Задание: Продолжите рассказ о навязанном судом адвокате и борьбе с отцом за свои права, начиная сразу после его последнего предложения.

Довольно скоро я вызвала этого странного адвоката, которого назначил мне суд, и попросила его о помощи. Невероятно, но он - это всё, что у меня было, хотя я его даже не выбирала. Мне сказали, что я не могу нанять нового адвоката, потому что его кандидатуру должен одобрить суд. Гораздо позже я узнала, что это всё - чушь собачья. Тринадцать лет я не знала, что могу нанять своего собственного адвоката. А тогда я чувствовала, что адвокат, которого назначил суд, не очень-то жаждет помочь мне понять, что происходит, или бороться за мои права.
Моя мать, которая была лучшей подругой губернатора Луизианы, могла бы дать мне поговорить с ним по телефону, и он бы мне сказал, что я могу нанять своего адвоката. Но она это скрывала, а вместо этого наняла адвоката для себя, чтобы снова воевать с отцом, как во времена моей юности.
Не раз я давала отпор, особенно - когда отец лишил меня доступа к мобильному телефону. Я тайно принесла телефон и попыталась сбежать. Но меня всегда ловили.

Исходные данные:
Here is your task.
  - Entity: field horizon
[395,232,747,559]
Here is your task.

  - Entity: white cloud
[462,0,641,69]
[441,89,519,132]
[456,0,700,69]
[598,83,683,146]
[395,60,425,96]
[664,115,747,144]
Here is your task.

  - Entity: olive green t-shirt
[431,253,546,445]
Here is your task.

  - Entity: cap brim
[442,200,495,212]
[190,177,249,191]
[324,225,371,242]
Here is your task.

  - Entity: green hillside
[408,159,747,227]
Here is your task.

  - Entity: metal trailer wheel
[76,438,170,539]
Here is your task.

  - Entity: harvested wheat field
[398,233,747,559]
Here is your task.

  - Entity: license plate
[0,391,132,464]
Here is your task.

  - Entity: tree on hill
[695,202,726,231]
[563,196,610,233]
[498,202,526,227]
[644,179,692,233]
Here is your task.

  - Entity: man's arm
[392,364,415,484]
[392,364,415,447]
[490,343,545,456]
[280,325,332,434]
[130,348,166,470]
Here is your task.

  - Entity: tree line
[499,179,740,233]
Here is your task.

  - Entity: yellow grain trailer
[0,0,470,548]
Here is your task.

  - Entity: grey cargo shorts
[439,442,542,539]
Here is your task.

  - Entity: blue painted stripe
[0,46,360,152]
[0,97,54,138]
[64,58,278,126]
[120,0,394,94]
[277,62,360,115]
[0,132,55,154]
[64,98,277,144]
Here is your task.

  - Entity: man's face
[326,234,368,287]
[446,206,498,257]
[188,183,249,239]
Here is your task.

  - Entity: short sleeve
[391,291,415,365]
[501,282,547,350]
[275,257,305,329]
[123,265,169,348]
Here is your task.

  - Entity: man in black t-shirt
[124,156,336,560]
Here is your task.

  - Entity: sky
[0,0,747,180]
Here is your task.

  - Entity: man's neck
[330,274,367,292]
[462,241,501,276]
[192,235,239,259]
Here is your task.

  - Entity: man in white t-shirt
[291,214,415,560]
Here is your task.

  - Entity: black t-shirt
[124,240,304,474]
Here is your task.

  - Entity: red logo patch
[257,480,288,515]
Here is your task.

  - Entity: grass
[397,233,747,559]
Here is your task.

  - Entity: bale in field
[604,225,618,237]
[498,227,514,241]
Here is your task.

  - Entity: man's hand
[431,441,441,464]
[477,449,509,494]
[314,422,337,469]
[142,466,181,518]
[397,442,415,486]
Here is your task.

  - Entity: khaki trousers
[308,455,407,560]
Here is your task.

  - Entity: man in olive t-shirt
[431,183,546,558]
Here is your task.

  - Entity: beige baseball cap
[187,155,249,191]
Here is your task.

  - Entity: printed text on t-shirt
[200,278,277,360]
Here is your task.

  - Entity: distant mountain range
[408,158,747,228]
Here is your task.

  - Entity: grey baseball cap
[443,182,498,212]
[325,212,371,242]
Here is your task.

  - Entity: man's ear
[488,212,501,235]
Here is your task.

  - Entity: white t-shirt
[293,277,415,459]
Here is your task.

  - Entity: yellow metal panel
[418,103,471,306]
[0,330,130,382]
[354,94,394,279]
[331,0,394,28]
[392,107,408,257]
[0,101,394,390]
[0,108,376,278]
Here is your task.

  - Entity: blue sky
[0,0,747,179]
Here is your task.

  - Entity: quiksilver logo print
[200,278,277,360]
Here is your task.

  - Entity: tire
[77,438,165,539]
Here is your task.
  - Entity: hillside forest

Ожидаемый ответ:
Такова печальная правда: после всего, что мне пришлось пережить, у меня оставалось не так-то много сил на борьбу. Я устала и мне было страшно. После того, как меня привязали к каталке, я знала, что мое тело могут поработить в любой момент, когда захотят. Я думала, что меня даже могут попытаться убить. Задавала себе вопрос, не хотят ли они меня убить.
Так что, когда отец сказал: 'Теперь я - главный', я подумала: 'Это для меня - слишком'. Но я не видела выхода. Так что я сдалась и жила на автопилоте. 'Если я буду поддакивать, конечно же, они увидят, какая я хорошая, и отпустят меня'.
Этой линии поведения я и придерживалась.
После того, как я вышла замуж за Кевина и родила детей, Фелиция некоторое время оставалась рядом, я всегда ее обожала, но когда я перестала ездить в турне и стала меньше работать, мы с ней перестали общаться. Обсуждалось возвращение Фелиции в команду во время турне 'Circus', но почему-то она больше так и не стала моей ассистенткой. Потом я узнала, что папа сказал ей, что я больше не хочу, чтобы она на меня работала. Но я такого никогда не говорила. Если бы я знала, что она хочет что-то для меня сделать, никогда бы ей не отказала. Втайне от меня отец держал ее от меня подальше.
Я больше никогда не видела своих по-настоящему близких друзей, до сих пор. Из-за этого я закрылась психологически даже еще больше, чем прежде.
Мои родители пригласили моих старых друзей из дома, чтобы они пришли и меня развеселили.
- Нет, спасибо, - ответила я.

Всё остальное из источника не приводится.